:: Explore the material ::
[1] Answer these questions from the flood safety guide below, marking each answer with its letter:
(a) What should you do if you smell propane or natural gas?
(b) What does the guide say to use when poking through debris in your home?
(c) Which frozen foods should be discarded?
[2] Write the next part of the flood safety guide below, starting right after its last line.

:: Exercise text ::
3. Inspect Utilities and Take Precautions
The utilities we depend on pose life-threatening danger when conditions are compromised. To avoid a tragic accident:
- Avoid flooded rooms and basements.
- If your home is wet, has a submerged furnace or appliances, has electrical system damage such as sparking, broken/frayed wires or you smell hot insulation, try to turn off electricity even if your home is experiencing a power outage. If you can’t safely get to your power box, contact a professional. Have an electrician inspect your home before reconnecting your power.
- If you see downed power lines, don’t step in puddles or standing water.
- If you smell propane or natural gas, or you hear a hissing noise, open a window, get out of your house and call the fire department from a safe place. Turn off the gas main if you can safely do this.
- Inspect water, sewer or septic lines. If they’re damaged, don’t drink tap water and avoid using your toilets until repairs are made.
4. Watch out for Wild Animals
Natural disasters cause upheaval for animals too, and some displaced creatures may find their way into your home. If you find debris in your home, use a stick to poke through it to avoid anything jumping out at you unexpectedly. Contact animal control if you discover snakes, raccoons or any other uninvited guests.
5. Address Hazardous Materials
Gasoline, solvents, paints, pesticides or even cleaning products and batteries may have leaked into floodwaters in your home. If you suspect your house has been contaminated, contact local authorities to help you safely clean up.
6. Keep Food Safe
Living through a flood only to get sick from spoiled or contaminated food is the last thing you need after all you’ve been through. Be sure to:
- Throw out any food (including canned items), water bottles, baby bottle nipples or plastic utensils that came in contact with toxic floodwaters.
- If you’ve had an extended power loss, throw out all perishables in your fridge such as meat, dairy, eggs, fish, poultry, puddings, cooked rice and pasta, potato or macaroni salad and beans. Discard all frozen foods that have thawed.
- When in doubt, throw it out. Better safe than sorry.
7. Keep Water Safe
Water safety is another serious concern:
- Check with local authorities to find out if public water is drinkable or needs to be boiled.

:: Records ::
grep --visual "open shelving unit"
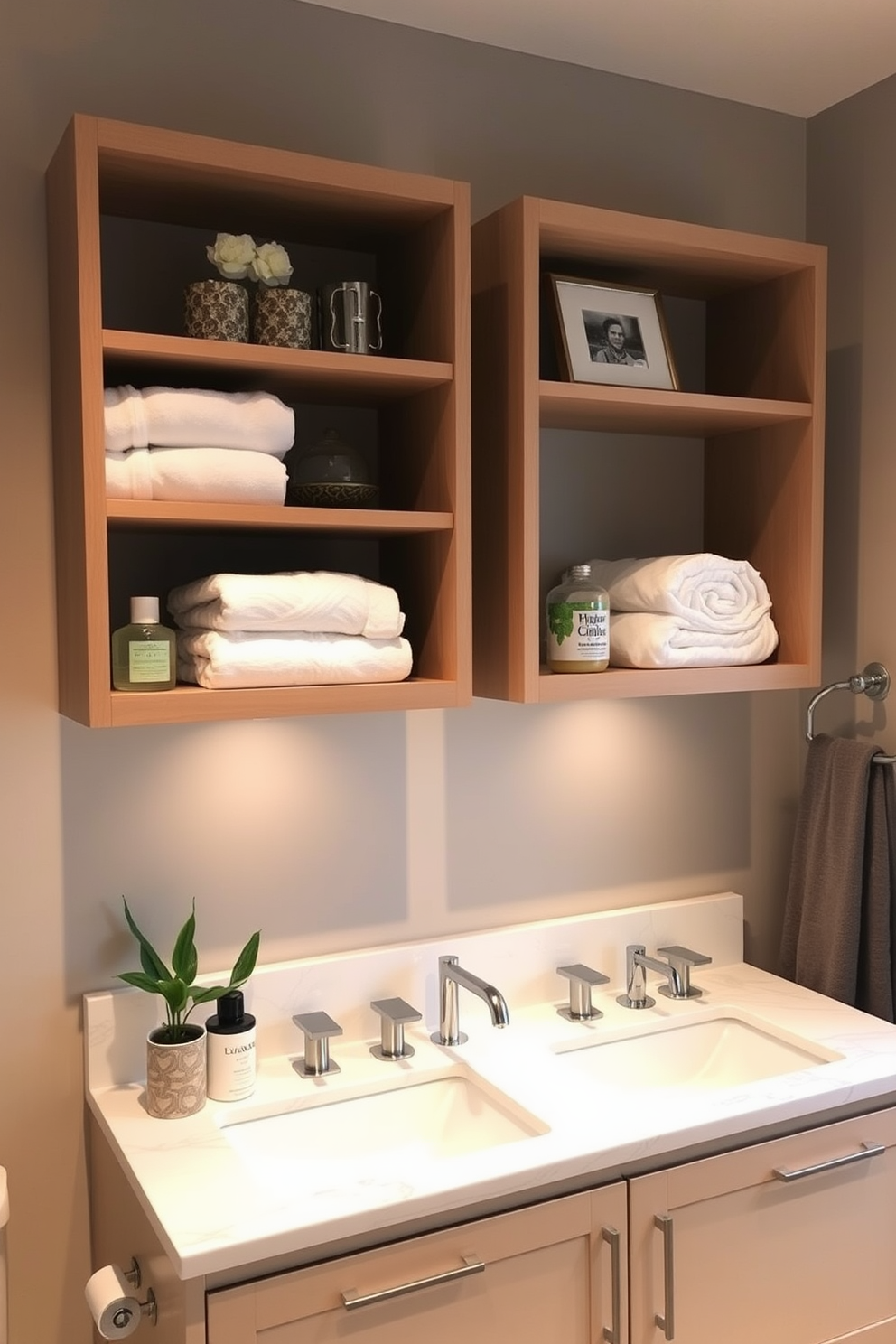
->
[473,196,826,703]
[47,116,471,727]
---
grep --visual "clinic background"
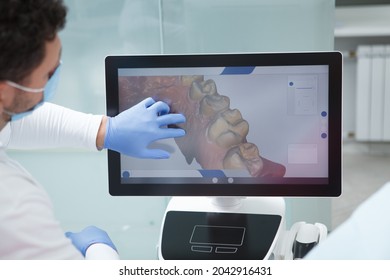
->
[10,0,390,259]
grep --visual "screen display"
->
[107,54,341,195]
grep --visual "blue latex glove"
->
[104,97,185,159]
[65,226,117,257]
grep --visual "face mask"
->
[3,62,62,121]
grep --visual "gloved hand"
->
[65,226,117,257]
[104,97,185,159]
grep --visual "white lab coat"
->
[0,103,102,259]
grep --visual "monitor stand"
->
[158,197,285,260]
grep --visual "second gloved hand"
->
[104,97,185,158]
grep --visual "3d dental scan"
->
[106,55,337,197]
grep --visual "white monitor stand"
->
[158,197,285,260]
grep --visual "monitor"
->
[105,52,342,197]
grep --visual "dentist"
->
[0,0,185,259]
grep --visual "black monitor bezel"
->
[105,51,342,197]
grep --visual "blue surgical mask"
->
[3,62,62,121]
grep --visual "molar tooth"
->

:: Task answers ::
[1]
(a) Open a window, get out of the house and call the fire department from a safe place. Turn off the gas main if you can do so safely.
(b) A stick.
(c) All frozen foods that have thawed.

[2]
- Have well water tested if your well flooded, was very close to a flooded area or your water tastes or smells different.
- Don’t use contaminated water for washing dishes, brushing teeth, making ice or preparing food and baby formula.
- When in doubt, use bottled water.
8. Begin Cleanup
As you start to clean out your home:
- To avoid structural damage, pump out flooded basements gradually (about a third of the water per day.)
- Wear protective clothing, rubber gloves and rubber boots when cleaning.
- Open doors and windows (weather permitting) to help home dry out.
If your home has been severely impacted, you’ll probably need professional cleaning and mold removal services.
9. Don’t Be a Victim of Fraud
Sadly, dishonest contractors seem to come out of the woodwork after a disaster. Before hiring anyone to repair your home:
- Verify contractor’s license.
- Get references.
- Check contractor with the Better Business Bureau.
10. Nurture Yourself
Don’t forget to address your own needs:
- Get as much rest as you can.
- Eat healthy foods.
- Divide your “to do” list into manageable segments.
- Take short breathers away from the stress of your home when you can.
A flood experience is extremely traumatic so be easy on yourself and accept whatever emotions you’re feeling. Don’t be ashamed to seek counseling if needed, and take comfort in knowing that even if things are never quite the same as they were, in time they will be OK again.